**Excerpted text:**
Gillis told Global News that he’s been thinking about a reboot of the show for a few years now, but he’s been busy working on developing interactive authoring platforms for his company Skyreader Media Inc.

He’s had a few offers from companies who want to buy the show and characters, but Gillis would rather stay involved and help relaunch the show in a new way. The only question is how. “If I take Raccoons into a brand new relaunch, do I do the obvious and age it up? Is it Raccoons 10 years later? Or is it ‘Baby Raccoons’ like Looney Tunes did, Muppet Babies did?” Gillis added, “what might work the best is just to go back a little bit from when they first met and they were teenagers in school. Because the relationships would have been formed then.”

The original specials were produced in a pre-computer era when animation had to be hand-drawn in Ottawa and then shot frame-by-farm on a 35-millimetre film that was shipped to Montreal for processing. Scenes were composed of hand-painted cels and background drawings, a process which required characters drawn on a transparent sheet to be laid overtop of a static background drawing. That method of animation has long since been abandoned in the industry in favour of computer-based animation.

**Given task A:**
Condense the paragraph in the Raccoons reboot text that begins "He's had a few offers" into a short bulleted list that keeps its main facts.
**Given task B:**
According to the Raccoons reboot text, to which city was the 35-millimetre film shipped for processing?
**Given task C:**
Write the next paragraph of the Raccoons reboot text, picking up after its final sentence.
The items come from an unrelated source.

**Extracted entries:**
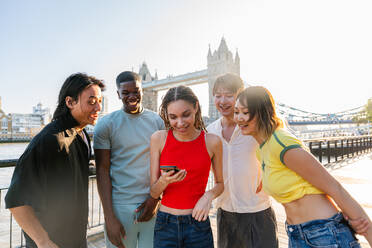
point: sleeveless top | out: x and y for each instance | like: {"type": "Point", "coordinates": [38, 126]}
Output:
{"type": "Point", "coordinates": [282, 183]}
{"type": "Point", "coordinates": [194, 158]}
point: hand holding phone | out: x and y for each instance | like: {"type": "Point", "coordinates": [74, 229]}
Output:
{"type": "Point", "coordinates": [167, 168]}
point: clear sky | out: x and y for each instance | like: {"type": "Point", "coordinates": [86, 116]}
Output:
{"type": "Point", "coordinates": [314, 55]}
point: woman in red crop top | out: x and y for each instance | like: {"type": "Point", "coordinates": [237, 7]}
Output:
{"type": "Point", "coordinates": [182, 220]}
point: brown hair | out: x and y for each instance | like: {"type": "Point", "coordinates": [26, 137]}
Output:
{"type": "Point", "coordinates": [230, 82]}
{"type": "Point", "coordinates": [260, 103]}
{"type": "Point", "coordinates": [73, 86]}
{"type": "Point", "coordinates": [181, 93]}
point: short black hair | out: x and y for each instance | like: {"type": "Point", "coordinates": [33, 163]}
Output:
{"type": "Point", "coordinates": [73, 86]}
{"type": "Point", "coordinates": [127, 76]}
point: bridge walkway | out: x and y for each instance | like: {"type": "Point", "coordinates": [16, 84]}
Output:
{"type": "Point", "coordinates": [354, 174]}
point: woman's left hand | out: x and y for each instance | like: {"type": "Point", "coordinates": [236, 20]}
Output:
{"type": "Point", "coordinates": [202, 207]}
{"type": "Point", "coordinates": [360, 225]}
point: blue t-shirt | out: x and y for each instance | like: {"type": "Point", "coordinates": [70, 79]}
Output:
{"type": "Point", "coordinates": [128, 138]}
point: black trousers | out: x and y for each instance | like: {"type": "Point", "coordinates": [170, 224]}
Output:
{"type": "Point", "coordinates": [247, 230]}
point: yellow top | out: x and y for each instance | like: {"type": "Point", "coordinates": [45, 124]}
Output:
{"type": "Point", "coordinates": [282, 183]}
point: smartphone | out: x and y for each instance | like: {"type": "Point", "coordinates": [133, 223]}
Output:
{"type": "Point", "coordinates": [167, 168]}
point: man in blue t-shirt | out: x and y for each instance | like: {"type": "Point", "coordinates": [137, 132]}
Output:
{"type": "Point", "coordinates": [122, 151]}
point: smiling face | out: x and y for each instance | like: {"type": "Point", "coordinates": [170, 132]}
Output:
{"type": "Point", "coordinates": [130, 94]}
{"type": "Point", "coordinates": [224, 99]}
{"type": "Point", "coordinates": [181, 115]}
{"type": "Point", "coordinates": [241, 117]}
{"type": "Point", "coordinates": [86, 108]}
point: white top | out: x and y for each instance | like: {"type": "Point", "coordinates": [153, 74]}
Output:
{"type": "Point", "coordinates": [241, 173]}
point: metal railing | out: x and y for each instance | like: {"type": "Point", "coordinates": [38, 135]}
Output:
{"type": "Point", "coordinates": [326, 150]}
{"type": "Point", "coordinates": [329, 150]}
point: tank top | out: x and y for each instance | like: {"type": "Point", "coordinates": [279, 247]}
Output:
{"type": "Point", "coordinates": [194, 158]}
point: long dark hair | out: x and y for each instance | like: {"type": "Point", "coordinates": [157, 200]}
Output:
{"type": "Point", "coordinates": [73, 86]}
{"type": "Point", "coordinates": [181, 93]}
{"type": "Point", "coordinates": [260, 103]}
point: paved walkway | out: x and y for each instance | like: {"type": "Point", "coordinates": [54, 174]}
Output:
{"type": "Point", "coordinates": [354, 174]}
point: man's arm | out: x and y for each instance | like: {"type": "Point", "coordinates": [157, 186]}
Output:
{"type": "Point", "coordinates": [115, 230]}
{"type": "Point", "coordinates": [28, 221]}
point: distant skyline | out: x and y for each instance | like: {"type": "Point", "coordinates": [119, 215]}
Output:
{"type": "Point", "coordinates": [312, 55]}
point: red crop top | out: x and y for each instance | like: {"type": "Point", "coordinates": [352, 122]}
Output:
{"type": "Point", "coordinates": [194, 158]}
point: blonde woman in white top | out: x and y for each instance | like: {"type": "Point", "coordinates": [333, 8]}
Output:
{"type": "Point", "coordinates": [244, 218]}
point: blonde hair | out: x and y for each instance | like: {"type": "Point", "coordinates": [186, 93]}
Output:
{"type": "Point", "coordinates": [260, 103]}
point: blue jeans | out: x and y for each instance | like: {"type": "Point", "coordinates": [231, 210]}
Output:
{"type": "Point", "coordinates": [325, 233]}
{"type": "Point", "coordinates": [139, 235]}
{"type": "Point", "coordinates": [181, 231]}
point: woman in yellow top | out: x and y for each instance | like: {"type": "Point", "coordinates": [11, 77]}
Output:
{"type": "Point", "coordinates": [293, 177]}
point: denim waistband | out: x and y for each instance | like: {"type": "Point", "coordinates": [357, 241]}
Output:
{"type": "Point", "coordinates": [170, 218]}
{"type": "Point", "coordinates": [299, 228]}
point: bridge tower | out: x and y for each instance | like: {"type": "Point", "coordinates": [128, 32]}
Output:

**Task result A:**
- Companies have offered to buy the show and its characters, but Gillis would rather stay involved and relaunch it in a new way.
- The open question is how to do that.
- One option is to age it up, with the Raccoons 10 years later.
- Another is a "Baby Raccoons" version, as Looney Tunes and Muppet Babies did.
- Gillis thinks the best choice may be to go back to when the characters first met as teenagers in school, because their relationships would have formed then.

**Task result B:**
Montreal.

**Task result C:**
Since they chose not to outsource to Asia as many animation studios did, costs were high, and production time slow. But that wouldn’t be the case for a modern reboot.

As for the direction, Gillis said he’d love to give fans a chance to offer up some ideas for what they’d like to see for the new Raccoons. “The Raccoons, arguably, is probably one of the more famous shows to come out of Canada. We were very fortunate we ended up in 180 countries around the world,” he says.

“I ended up hiring a lot of comedians to write and that brought an irreverence to the series. It was fun, it was funny, but at the same time it was very poignant and it wasn’t in-your-face didactic. We tried to have good clean fun,” Gillis says. Sounds like something kid’s programming could always use a little more of.